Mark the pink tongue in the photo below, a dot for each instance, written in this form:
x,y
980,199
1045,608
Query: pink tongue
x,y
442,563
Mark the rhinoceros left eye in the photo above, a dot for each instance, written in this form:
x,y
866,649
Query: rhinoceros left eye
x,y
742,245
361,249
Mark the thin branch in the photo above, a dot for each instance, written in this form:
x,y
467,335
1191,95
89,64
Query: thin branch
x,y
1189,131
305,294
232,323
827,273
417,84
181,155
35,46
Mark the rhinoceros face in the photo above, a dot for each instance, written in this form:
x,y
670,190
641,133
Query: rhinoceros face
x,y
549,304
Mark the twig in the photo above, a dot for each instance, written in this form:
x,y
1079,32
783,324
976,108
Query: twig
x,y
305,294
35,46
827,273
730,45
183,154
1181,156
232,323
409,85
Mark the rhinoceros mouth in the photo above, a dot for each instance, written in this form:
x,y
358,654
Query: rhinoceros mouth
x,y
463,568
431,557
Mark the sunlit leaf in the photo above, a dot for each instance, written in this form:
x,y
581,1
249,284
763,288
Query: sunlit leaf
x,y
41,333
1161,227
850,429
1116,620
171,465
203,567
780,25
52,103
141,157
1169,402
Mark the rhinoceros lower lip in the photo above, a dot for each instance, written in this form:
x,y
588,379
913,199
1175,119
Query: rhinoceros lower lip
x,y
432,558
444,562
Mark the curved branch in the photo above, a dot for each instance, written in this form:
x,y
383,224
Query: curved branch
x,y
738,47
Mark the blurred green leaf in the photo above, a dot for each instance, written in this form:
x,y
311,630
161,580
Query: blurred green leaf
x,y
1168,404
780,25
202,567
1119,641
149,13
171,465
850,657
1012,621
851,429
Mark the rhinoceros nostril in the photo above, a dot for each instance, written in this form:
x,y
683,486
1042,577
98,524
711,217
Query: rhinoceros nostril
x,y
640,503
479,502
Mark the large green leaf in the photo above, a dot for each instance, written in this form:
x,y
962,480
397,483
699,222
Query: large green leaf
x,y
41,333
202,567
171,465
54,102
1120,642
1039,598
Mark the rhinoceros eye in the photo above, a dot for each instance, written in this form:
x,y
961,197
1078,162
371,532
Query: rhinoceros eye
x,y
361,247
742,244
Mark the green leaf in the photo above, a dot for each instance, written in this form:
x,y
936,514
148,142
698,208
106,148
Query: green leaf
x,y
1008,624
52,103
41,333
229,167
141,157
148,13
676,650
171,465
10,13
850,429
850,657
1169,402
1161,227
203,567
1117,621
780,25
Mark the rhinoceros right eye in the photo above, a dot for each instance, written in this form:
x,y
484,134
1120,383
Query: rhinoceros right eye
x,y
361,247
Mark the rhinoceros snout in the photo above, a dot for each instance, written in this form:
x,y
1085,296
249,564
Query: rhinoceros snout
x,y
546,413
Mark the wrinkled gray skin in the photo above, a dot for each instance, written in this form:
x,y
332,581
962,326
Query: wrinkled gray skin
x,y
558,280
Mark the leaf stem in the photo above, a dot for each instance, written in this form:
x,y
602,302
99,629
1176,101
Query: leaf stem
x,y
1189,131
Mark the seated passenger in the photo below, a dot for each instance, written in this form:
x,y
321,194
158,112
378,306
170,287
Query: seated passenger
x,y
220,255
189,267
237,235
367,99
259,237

STATED GOAL: Can you print, character for character, the lines from the one with "Mark the wrinkled" up to and including the last line of the items above?

FINAL ANSWER:
Mark the wrinkled gray skin in the photo above, a dot for each instance, written in this form:
x,y
332,581
962,326
Query: wrinkled gray skin
x,y
558,280
Mark the leaf stem in the photo above, a dot for each instance, written in this form:
x,y
602,302
99,629
1176,101
Query: leaf stem
x,y
1189,131
Mark the seated passenger in the photo below, a dot for each instance, written in this form:
x,y
321,194
158,112
378,306
170,287
Query: seated passenger
x,y
220,255
189,267
237,235
367,99
259,237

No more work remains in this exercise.